Photo object pointing records
********
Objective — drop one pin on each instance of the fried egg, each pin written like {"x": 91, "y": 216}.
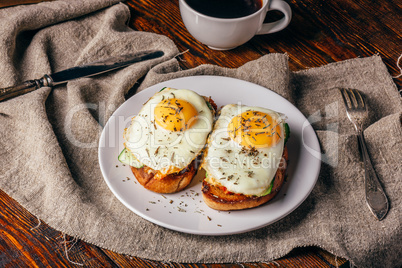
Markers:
{"x": 245, "y": 149}
{"x": 170, "y": 130}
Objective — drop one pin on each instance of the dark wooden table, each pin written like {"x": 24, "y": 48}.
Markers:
{"x": 321, "y": 32}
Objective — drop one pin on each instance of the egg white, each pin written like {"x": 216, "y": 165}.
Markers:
{"x": 238, "y": 169}
{"x": 163, "y": 150}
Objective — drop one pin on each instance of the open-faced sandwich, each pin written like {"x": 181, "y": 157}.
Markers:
{"x": 245, "y": 159}
{"x": 164, "y": 142}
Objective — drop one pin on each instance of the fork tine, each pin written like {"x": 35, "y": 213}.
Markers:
{"x": 344, "y": 94}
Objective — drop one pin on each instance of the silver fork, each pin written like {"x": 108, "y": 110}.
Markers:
{"x": 356, "y": 109}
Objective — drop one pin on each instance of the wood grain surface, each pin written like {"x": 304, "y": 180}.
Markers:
{"x": 320, "y": 32}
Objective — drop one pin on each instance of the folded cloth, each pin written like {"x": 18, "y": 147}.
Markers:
{"x": 53, "y": 170}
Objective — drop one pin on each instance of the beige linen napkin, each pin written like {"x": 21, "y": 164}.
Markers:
{"x": 58, "y": 179}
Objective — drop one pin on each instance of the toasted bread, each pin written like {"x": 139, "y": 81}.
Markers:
{"x": 217, "y": 198}
{"x": 173, "y": 182}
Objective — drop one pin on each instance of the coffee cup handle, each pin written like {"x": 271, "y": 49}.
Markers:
{"x": 276, "y": 26}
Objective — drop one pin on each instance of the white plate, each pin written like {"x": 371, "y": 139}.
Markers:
{"x": 185, "y": 211}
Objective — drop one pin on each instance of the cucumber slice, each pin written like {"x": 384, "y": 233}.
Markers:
{"x": 127, "y": 158}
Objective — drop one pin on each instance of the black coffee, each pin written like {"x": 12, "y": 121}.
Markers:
{"x": 225, "y": 8}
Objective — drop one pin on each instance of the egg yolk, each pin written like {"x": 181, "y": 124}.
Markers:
{"x": 254, "y": 129}
{"x": 175, "y": 114}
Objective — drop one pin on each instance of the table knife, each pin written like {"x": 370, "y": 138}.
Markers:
{"x": 87, "y": 70}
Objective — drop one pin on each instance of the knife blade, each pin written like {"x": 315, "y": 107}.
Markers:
{"x": 87, "y": 70}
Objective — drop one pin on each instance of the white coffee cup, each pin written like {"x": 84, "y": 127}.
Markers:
{"x": 225, "y": 34}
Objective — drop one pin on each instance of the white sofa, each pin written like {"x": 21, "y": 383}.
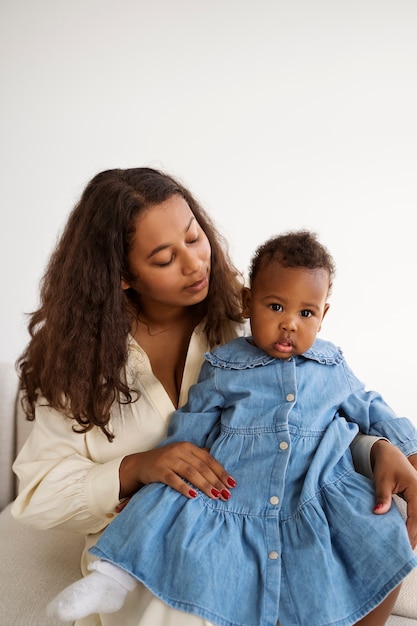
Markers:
{"x": 36, "y": 565}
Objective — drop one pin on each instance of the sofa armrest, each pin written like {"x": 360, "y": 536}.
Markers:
{"x": 35, "y": 566}
{"x": 9, "y": 384}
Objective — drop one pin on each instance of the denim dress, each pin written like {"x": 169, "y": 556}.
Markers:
{"x": 297, "y": 542}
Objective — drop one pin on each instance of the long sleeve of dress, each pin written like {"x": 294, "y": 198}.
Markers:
{"x": 61, "y": 486}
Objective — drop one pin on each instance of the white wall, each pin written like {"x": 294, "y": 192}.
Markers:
{"x": 276, "y": 114}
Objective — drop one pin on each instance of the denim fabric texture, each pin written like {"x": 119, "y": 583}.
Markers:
{"x": 297, "y": 541}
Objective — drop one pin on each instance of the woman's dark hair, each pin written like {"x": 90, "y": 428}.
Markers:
{"x": 78, "y": 348}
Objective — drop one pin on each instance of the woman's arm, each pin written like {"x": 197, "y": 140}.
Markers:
{"x": 394, "y": 473}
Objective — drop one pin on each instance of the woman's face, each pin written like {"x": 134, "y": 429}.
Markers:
{"x": 170, "y": 256}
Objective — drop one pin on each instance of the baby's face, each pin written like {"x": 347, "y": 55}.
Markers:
{"x": 286, "y": 306}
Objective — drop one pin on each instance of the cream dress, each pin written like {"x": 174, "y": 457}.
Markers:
{"x": 70, "y": 481}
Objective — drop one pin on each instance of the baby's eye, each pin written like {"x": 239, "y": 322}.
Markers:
{"x": 194, "y": 237}
{"x": 166, "y": 263}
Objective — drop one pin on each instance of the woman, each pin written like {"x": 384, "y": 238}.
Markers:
{"x": 139, "y": 287}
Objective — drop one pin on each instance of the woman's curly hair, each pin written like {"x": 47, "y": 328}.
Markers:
{"x": 78, "y": 336}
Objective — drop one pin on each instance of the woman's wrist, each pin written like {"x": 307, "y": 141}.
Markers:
{"x": 363, "y": 449}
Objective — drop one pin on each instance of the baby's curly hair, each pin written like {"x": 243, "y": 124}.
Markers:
{"x": 296, "y": 248}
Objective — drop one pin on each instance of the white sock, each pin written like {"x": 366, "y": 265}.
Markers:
{"x": 99, "y": 592}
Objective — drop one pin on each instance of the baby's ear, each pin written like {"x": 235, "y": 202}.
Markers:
{"x": 246, "y": 302}
{"x": 326, "y": 308}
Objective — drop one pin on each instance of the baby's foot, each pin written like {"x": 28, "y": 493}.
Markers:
{"x": 96, "y": 593}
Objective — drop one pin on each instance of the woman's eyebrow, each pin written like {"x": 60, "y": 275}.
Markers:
{"x": 164, "y": 246}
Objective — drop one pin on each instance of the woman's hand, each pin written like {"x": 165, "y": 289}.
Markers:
{"x": 394, "y": 473}
{"x": 174, "y": 464}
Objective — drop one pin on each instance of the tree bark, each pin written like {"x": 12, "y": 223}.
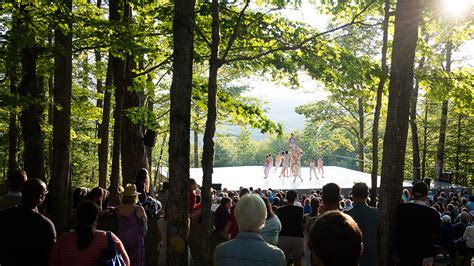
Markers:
{"x": 208, "y": 148}
{"x": 60, "y": 183}
{"x": 414, "y": 128}
{"x": 378, "y": 106}
{"x": 132, "y": 134}
{"x": 425, "y": 141}
{"x": 31, "y": 86}
{"x": 103, "y": 149}
{"x": 118, "y": 66}
{"x": 394, "y": 145}
{"x": 361, "y": 149}
{"x": 179, "y": 142}
{"x": 458, "y": 148}
{"x": 196, "y": 146}
{"x": 444, "y": 118}
{"x": 12, "y": 125}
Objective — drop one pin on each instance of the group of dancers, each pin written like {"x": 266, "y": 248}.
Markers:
{"x": 290, "y": 162}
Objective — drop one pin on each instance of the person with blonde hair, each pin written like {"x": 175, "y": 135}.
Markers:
{"x": 132, "y": 222}
{"x": 249, "y": 248}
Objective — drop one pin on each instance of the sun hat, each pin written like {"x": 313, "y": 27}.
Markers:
{"x": 130, "y": 190}
{"x": 445, "y": 219}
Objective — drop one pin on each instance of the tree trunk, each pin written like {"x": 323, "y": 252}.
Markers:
{"x": 414, "y": 128}
{"x": 444, "y": 118}
{"x": 60, "y": 183}
{"x": 458, "y": 148}
{"x": 394, "y": 145}
{"x": 179, "y": 142}
{"x": 361, "y": 149}
{"x": 32, "y": 113}
{"x": 196, "y": 146}
{"x": 378, "y": 106}
{"x": 425, "y": 140}
{"x": 12, "y": 125}
{"x": 208, "y": 148}
{"x": 118, "y": 66}
{"x": 103, "y": 149}
{"x": 132, "y": 134}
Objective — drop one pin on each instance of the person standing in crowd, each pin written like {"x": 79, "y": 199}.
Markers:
{"x": 220, "y": 234}
{"x": 26, "y": 236}
{"x": 15, "y": 180}
{"x": 321, "y": 166}
{"x": 272, "y": 226}
{"x": 83, "y": 246}
{"x": 234, "y": 227}
{"x": 163, "y": 194}
{"x": 335, "y": 239}
{"x": 367, "y": 219}
{"x": 331, "y": 197}
{"x": 290, "y": 239}
{"x": 249, "y": 248}
{"x": 417, "y": 228}
{"x": 132, "y": 221}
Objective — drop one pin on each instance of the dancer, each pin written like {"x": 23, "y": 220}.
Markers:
{"x": 292, "y": 143}
{"x": 266, "y": 164}
{"x": 296, "y": 167}
{"x": 321, "y": 166}
{"x": 270, "y": 163}
{"x": 277, "y": 162}
{"x": 284, "y": 164}
{"x": 312, "y": 168}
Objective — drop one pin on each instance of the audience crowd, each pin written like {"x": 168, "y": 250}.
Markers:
{"x": 250, "y": 226}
********
== Problem statement ==
Write out only what runs from the line holding "the person with" through the last line of the records, exactly as shown.

== Completed task ==
Objective — drop one pin on each instance of the person with blonde hair, each pin written like {"x": 175, "y": 135}.
Markers:
{"x": 132, "y": 222}
{"x": 249, "y": 248}
Objective — drop one pin on each instance of the sun hat, each pin written like {"x": 313, "y": 27}.
Markers:
{"x": 130, "y": 190}
{"x": 445, "y": 219}
Objective — drop one pin on each instance of the tree trunk, each pin written like {"x": 323, "y": 252}.
Markers:
{"x": 414, "y": 128}
{"x": 444, "y": 118}
{"x": 60, "y": 183}
{"x": 458, "y": 148}
{"x": 394, "y": 145}
{"x": 179, "y": 142}
{"x": 361, "y": 149}
{"x": 32, "y": 113}
{"x": 196, "y": 146}
{"x": 378, "y": 106}
{"x": 425, "y": 140}
{"x": 12, "y": 125}
{"x": 208, "y": 148}
{"x": 118, "y": 66}
{"x": 103, "y": 149}
{"x": 132, "y": 134}
Objective — drop one pin on each instance of the person standing in crowd, each pin written like {"x": 79, "y": 199}.
Markers:
{"x": 220, "y": 234}
{"x": 26, "y": 236}
{"x": 15, "y": 180}
{"x": 321, "y": 166}
{"x": 272, "y": 226}
{"x": 83, "y": 246}
{"x": 234, "y": 227}
{"x": 163, "y": 194}
{"x": 335, "y": 239}
{"x": 367, "y": 219}
{"x": 331, "y": 197}
{"x": 290, "y": 239}
{"x": 249, "y": 248}
{"x": 417, "y": 228}
{"x": 132, "y": 221}
Objective — drop one pin on each instance of the dancer, each pin written like {"x": 23, "y": 220}.
Markers:
{"x": 292, "y": 143}
{"x": 266, "y": 164}
{"x": 296, "y": 167}
{"x": 321, "y": 166}
{"x": 270, "y": 163}
{"x": 277, "y": 162}
{"x": 284, "y": 164}
{"x": 312, "y": 168}
Objective — drop one pin on each instance of the audience crowd, each pin written like {"x": 168, "y": 250}.
Markers:
{"x": 250, "y": 226}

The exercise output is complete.